--- EXCERPTED TEXT ---
----

At some point after switching to regular requests instead of prepared statements, I noticed that mssql has a feature that lets you do multiple requests in a single round trip. I was all about eliminating round trips, so I started consolidating requests whenever possible. For example, when fetching the fight club info, there are two distinct queries to do: get all the rounds, and get all the upcoming fighters. I can combine these into a single request that comes back with multiple record-sets.

All you have to do is specify request.multiple = true, and in the response callback, you have an array of recordSets, one per query. They also share the input parameters. I'm going to omit showing the code because it's kind of a large block of SQL.

Callbacks vs Promises

mssql supports two different calling patterns, simple callbacks and ECMAScript 6 promises. Promises are little more than a callback codified as a function that's called in success and a function that's called in failure, but there are some useful things you can do with them, such as wait for all or any promises in a list to complete.

One of the operations needed against the database is called ensureFighter. When adding a new round to a fightclub, the user enters two names of people who are fighting. The database has to store those names and generate unique IDs for them if it's never seen them before. Since a round is between two people, it stands to reason that you need two independent ensureFighter calls.

When I started the project, I was using mssql with simple callbacks, but when I had to write ensureFighters it seemed like a good use for Promise.all, so I switched all of the code calling mssql to use promises. It was a pain. Really gnarly syntax and code, especially in the error paths, but it let me write this one tragically beautiful block of code:

let fighterAId : number = null;
let fighterBId : number = null;
let resolveFighterA : Promise<number> = ensureFighter(sqlTransaction, fighterA);
let resolveFighterB : Promise<number> = ensureFighter(sqlTransaction, fighterB);

Promise.all([resolveFighterA, resolveFighterB]).then(
    function(fighterIds : number[]) : void
    {
        let fighterAId : number = fighterIds[0];
        let fighterBId : number = fighterIds[1];
        // ...

----

--- REQUIRED WORK ---
A. According to the passage on mssql, which two calling patterns does mssql support?
B. Write what comes next in the passage on mssql, starting right after its last line.

--- DATA BLOCK ---

----

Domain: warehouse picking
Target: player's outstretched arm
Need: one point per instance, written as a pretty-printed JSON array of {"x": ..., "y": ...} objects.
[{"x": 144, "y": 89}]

----

--- RESULTS FOR THE EXERCISE ---
A. Simple callbacks and ECMAScript 6 promises.

B.
    }

That code looks deliciously asynchronous in the abstract, but by subtle twist it's totaly serial: both queries are in the same transaction, and so they execute over the same connection and one after the other. The asynchronous complexity of that code has no purpose to it, sadly. Maybe the only value is it expresses that there is no ordering requirement between the two. That's pretty low value, if you ask me.

Stay tuned for why this code got totally blown away, and Promise.all was no longer used at all. Like I said, tragic.

The bugaboo that is set_upcoming_fighters

Once I had doQueryInTransaction coded up, most of the operations you can do on a fight club (add, update, and remove rounds, create fight clubs, change password) fell into place pretty easily. But another feature of the page lets you enter people who haven't fought yet but are coming up soon, so you don't forget about them. It's basically just an ordered list of fighter names. When a person fights, they are automatically removed from the list.

This feature was originally implemented as set_upcoming_fighters. That is, every time an update was needed to the list (someone added to the list or someone fought, so should be removed), the front-end would pass the entire new list to the server. Seems kind of dumb, right? In almost all cases, there's only one delta happening: one fighter added or removed. But what if you have two people in the list, and both of them fight in the next round? Now you need to remove two from the list at once.

It's hard to say whether passing the whole list or chaining multiple updates together is more complicated. The main advantage is a single roundtrip to the server for any update. Though, a downside is the payload on that roundtrip is a little larger.

Another problem is that, from an API cleanliness standpoint, a method called set_upcoming_fighters should support setting any arbitrary list of fighters, even if the usage is always setting the existing list with small changes. That means I need to be able to populate the database with an arbitrarily long list of never-seen-before fighters all at once. That is, it might really put ensureFighters to work.

ensureFighters(sqlTransaction, upcomingFighters));

I made the mistake of plowing ahead with optimizing set_upcoming_fighters rather than thinking again about the tradeoffs above. I made ensureFighters work with an arbitrarily long list of new fighters. It first looks up the whole list and only tries to insert names that aren't in the database already. There might be a race condition if someone else is also inserting the same name, where one of the INSERT queries will fail, but it's a low risk and can just be retried.

Safe, dynamically generated SQL in ensureFighters

The way ensureFighters handles the arbitrary list of names to insert is with a little dynamicallly generated SQL. Wait, don't run away! This is safe, I swear!. The query to insert a bunch of fighters looks like this:

INSERT INTO fighter (name)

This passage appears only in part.